-- begin Record excerpts --
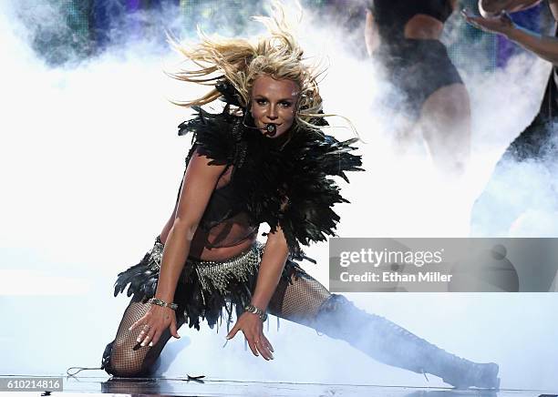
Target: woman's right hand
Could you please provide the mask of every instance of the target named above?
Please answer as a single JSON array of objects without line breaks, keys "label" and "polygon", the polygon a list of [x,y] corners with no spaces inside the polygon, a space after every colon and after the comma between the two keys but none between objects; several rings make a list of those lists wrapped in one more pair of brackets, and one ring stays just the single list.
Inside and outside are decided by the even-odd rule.
[{"label": "woman's right hand", "polygon": [[484,18],[464,9],[461,11],[461,15],[463,15],[469,25],[484,32],[498,33],[507,36],[515,28],[513,21],[512,21],[512,18],[506,12],[500,13],[493,17]]},{"label": "woman's right hand", "polygon": [[137,339],[138,343],[140,343],[141,346],[148,343],[150,346],[153,346],[168,328],[170,330],[170,335],[174,338],[181,337],[178,334],[174,310],[170,308],[151,304],[148,312],[134,322],[129,331],[140,329],[141,332]]}]

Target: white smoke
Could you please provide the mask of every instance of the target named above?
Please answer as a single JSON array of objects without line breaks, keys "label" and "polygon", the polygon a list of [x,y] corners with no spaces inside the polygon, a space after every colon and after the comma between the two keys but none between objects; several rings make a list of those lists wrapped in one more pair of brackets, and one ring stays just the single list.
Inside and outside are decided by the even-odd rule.
[{"label": "white smoke", "polygon": [[[140,260],[170,216],[190,142],[175,135],[188,113],[166,98],[195,97],[199,88],[176,85],[161,73],[177,62],[162,43],[165,29],[180,25],[178,8],[138,15],[140,20],[161,21],[153,27],[156,37],[129,40],[117,25],[110,33],[116,45],[56,67],[37,56],[32,43],[36,24],[65,29],[60,9],[46,2],[4,2],[0,11],[0,273],[8,280],[0,287],[0,313],[13,319],[0,330],[7,357],[0,373],[57,374],[72,365],[98,363],[116,332],[127,300],[111,297],[114,277]],[[226,15],[227,10],[215,15]],[[322,85],[326,111],[348,117],[367,142],[360,150],[367,171],[351,176],[349,186],[341,182],[352,204],[337,209],[339,234],[422,237],[443,229],[446,235],[466,235],[469,213],[440,207],[444,187],[428,158],[393,152],[393,120],[371,105],[391,89],[381,75],[354,58],[342,32],[320,26],[309,11],[305,18],[312,21],[303,29],[308,54],[325,51],[329,58]],[[458,208],[472,204],[501,153],[534,115],[544,66],[520,56],[496,74],[465,75],[473,105],[474,156],[467,184],[453,195],[463,198]],[[341,118],[330,123],[346,126]],[[353,135],[350,128],[332,132]],[[536,170],[529,178],[533,175]],[[544,217],[538,209],[517,227],[533,235],[542,232],[538,228],[552,228],[538,221]],[[306,268],[326,285],[326,244],[308,249],[320,265]],[[558,312],[553,298],[351,296],[366,310],[449,351],[499,362],[502,386],[523,389],[558,386],[552,376],[558,336],[552,326]],[[23,307],[33,315],[22,316]],[[272,322],[272,362],[244,351],[240,335],[222,349],[224,332],[184,326],[182,338],[165,350],[161,371],[237,380],[425,385],[422,375],[378,364],[344,342],[286,321],[275,332]],[[546,372],[530,371],[540,362]],[[431,380],[428,385],[441,384]]]}]

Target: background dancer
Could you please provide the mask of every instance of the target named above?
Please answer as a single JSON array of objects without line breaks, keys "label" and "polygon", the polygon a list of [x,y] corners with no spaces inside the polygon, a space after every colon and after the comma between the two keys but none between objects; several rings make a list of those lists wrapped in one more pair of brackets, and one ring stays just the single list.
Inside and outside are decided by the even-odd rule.
[{"label": "background dancer", "polygon": [[[408,119],[397,145],[426,143],[437,168],[464,171],[470,150],[469,93],[439,41],[456,0],[372,0],[365,38],[399,97],[394,111]],[[389,99],[389,105],[394,102]]]},{"label": "background dancer", "polygon": [[[327,176],[346,179],[360,158],[356,139],[324,135],[326,125],[316,83],[318,71],[303,60],[281,8],[259,17],[267,36],[203,38],[178,49],[198,68],[175,76],[211,86],[194,106],[196,118],[180,126],[194,145],[174,210],[140,263],[120,273],[115,294],[133,295],[103,368],[125,377],[149,374],[183,323],[213,326],[223,308],[237,321],[254,355],[273,359],[264,335],[269,311],[344,340],[389,365],[432,373],[458,387],[498,387],[498,365],[460,359],[381,317],[331,294],[296,263],[301,244],[332,235],[331,207],[345,199]],[[223,99],[222,113],[198,107]],[[268,223],[265,247],[256,241]]]},{"label": "background dancer", "polygon": [[[482,235],[505,236],[511,232],[514,222],[518,222],[530,210],[558,211],[556,25],[552,36],[541,35],[516,25],[507,14],[524,10],[538,3],[529,0],[482,0],[479,2],[479,9],[483,16],[464,13],[470,25],[487,32],[503,35],[537,56],[553,63],[539,112],[531,125],[507,148],[484,191],[475,202],[471,215],[471,231],[475,235],[481,232]],[[558,1],[550,0],[548,5],[554,19],[558,19]],[[547,180],[548,188],[553,190],[551,195],[553,199],[542,200],[537,190],[533,190],[532,178],[522,178],[516,165],[536,167],[538,174]]]}]

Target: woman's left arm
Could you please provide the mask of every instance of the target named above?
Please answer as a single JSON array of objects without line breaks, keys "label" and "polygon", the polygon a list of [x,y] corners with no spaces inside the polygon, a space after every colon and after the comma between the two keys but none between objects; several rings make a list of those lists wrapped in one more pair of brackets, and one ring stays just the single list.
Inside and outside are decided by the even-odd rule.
-- end Record excerpts --
What this task involves:
Put each line of the rows above into a JSON list of strings, one string per line, with blank lines skipped and the picture left out.

Exercise response:
[
  "Target: woman's right hand",
  "Could you please provide the mask of every instance of the target named above?",
  "Please answer as a single JSON array of objects without line breaks, keys \"label\" and \"polygon\", the polygon a list of [x,y] corners with no spaces inside the polygon, a space after every colon and after the comma between the two keys but none between objects; several rings make a list of those lists wrapped in one more pair of brackets, and one ring stays just the single list.",
  "Inside and outside are decided by the even-odd rule.",
  "[{\"label\": \"woman's right hand\", \"polygon\": [[484,18],[464,9],[461,11],[461,15],[463,15],[469,25],[484,32],[498,33],[507,36],[515,28],[513,21],[512,21],[512,18],[506,12],[500,13],[493,17]]},{\"label\": \"woman's right hand\", \"polygon\": [[137,339],[138,343],[140,343],[141,346],[148,343],[150,346],[153,346],[168,328],[170,330],[170,335],[174,338],[181,337],[178,334],[174,310],[170,308],[151,304],[148,312],[134,322],[129,331],[140,329],[141,332]]}]",
  "Target: white smoke",
  "Could you please provide the mask of every instance of the target named above?",
  "Please answer as a single JSON array of objects without line breaks, keys \"label\" and \"polygon\", the polygon a list of [x,y] corners with no spaces inside the polygon, a space after every colon and after the comma between the two keys but none between objects; several rings make a list of those lists wrapped in one more pair of brackets, and one ring stays just the single list.",
  "Inside and outside are decided by the even-odd rule.",
  "[{\"label\": \"white smoke\", \"polygon\": [[[140,260],[170,216],[190,142],[175,135],[188,113],[166,98],[195,97],[199,88],[176,85],[161,73],[177,62],[162,43],[165,29],[180,25],[178,8],[138,15],[140,20],[161,21],[153,27],[156,37],[129,40],[117,25],[110,33],[116,45],[56,67],[37,56],[32,43],[36,24],[65,29],[60,9],[46,2],[4,2],[0,11],[0,273],[8,280],[0,287],[0,313],[13,319],[0,330],[7,357],[0,373],[57,374],[72,365],[98,363],[116,332],[127,300],[111,297],[114,277]],[[226,15],[227,10],[215,15]],[[322,85],[326,111],[348,117],[367,142],[360,150],[367,171],[351,176],[349,186],[341,182],[352,204],[337,209],[339,234],[422,237],[443,229],[446,235],[466,235],[469,213],[440,207],[444,187],[428,158],[393,152],[393,120],[371,105],[391,89],[381,75],[354,58],[342,32],[320,26],[309,11],[305,18],[312,21],[303,29],[308,54],[325,51],[329,58]],[[458,208],[472,204],[501,153],[534,115],[544,66],[520,56],[496,74],[465,75],[473,105],[474,156],[467,184],[453,195],[463,198]],[[341,118],[330,123],[346,126]],[[353,135],[350,128],[332,132]],[[536,170],[529,178],[533,175]],[[544,217],[538,209],[517,227],[533,235],[542,232],[538,228],[552,228],[538,221]],[[306,268],[326,285],[326,244],[308,249],[320,265]],[[558,312],[553,298],[351,296],[366,310],[449,351],[499,362],[502,386],[523,389],[558,386],[552,376],[558,336],[552,326]],[[23,307],[33,315],[22,316]],[[272,322],[272,362],[244,351],[240,335],[222,349],[224,332],[184,326],[182,338],[165,350],[161,371],[237,380],[425,385],[422,375],[378,364],[344,342],[286,321],[275,332]],[[546,372],[530,371],[540,362]],[[431,380],[428,385],[441,384]]]}]",
  "Target: background dancer",
  "Could you please provide the mask of every instance of the target named above?",
  "Please answer as a single JSON array of objects without line breaks, keys \"label\" and \"polygon\", the polygon a list of [x,y] corners with no spaces inside the polygon, a space after every colon and after the comma between the two keys but none between objects; several rings make a list of those lists wrapped in one more pair of brackets, and one ring stays just the single list.",
  "Inside and outside are decided by the even-odd rule.",
  "[{\"label\": \"background dancer\", \"polygon\": [[[408,119],[397,145],[426,143],[437,168],[464,171],[470,150],[469,93],[439,41],[456,0],[372,0],[365,38],[399,97],[394,111]],[[389,99],[389,105],[394,102]]]},{\"label\": \"background dancer\", \"polygon\": [[[327,176],[346,179],[360,158],[356,139],[324,135],[326,125],[316,83],[318,71],[303,60],[281,8],[259,17],[267,36],[203,38],[178,49],[198,68],[175,76],[211,86],[194,106],[196,118],[180,126],[194,145],[174,210],[140,263],[120,273],[115,294],[133,295],[103,368],[125,377],[149,374],[183,323],[213,326],[223,308],[237,321],[254,355],[273,359],[264,335],[269,311],[344,340],[389,365],[432,373],[458,387],[498,387],[498,365],[460,359],[381,317],[331,294],[296,263],[301,244],[332,235],[331,207],[345,199]],[[223,99],[222,113],[198,107]],[[268,223],[265,247],[256,241]]]},{\"label\": \"background dancer\", \"polygon\": [[[482,235],[505,236],[511,232],[514,222],[518,222],[530,210],[558,211],[556,25],[552,36],[541,35],[516,25],[507,14],[524,10],[538,3],[529,0],[482,0],[479,2],[479,9],[483,16],[464,13],[470,25],[487,32],[503,35],[537,56],[553,63],[539,112],[531,125],[507,148],[484,191],[475,202],[471,215],[471,231],[475,235],[481,232]],[[558,1],[550,0],[548,5],[554,19],[558,19]],[[547,180],[548,188],[553,190],[551,195],[553,199],[542,200],[537,190],[533,190],[532,178],[522,178],[516,165],[536,167],[538,174]]]}]",
  "Target: woman's left arm",
  "Could you please provide the mask of every instance of the target named above?",
  "Please answer as a single JSON array of objects without line breaks, keys \"label\" and \"polygon\", the polygon a list of [x,y] corners with no spaces inside the polygon, a space after every colon and after the comma between the two keys but none between objects; several rings make a list of those lists wrapped in one more pair of brackets, and one ring stays just the single list.",
  "Inside and outside are decided by the even-odd rule."
]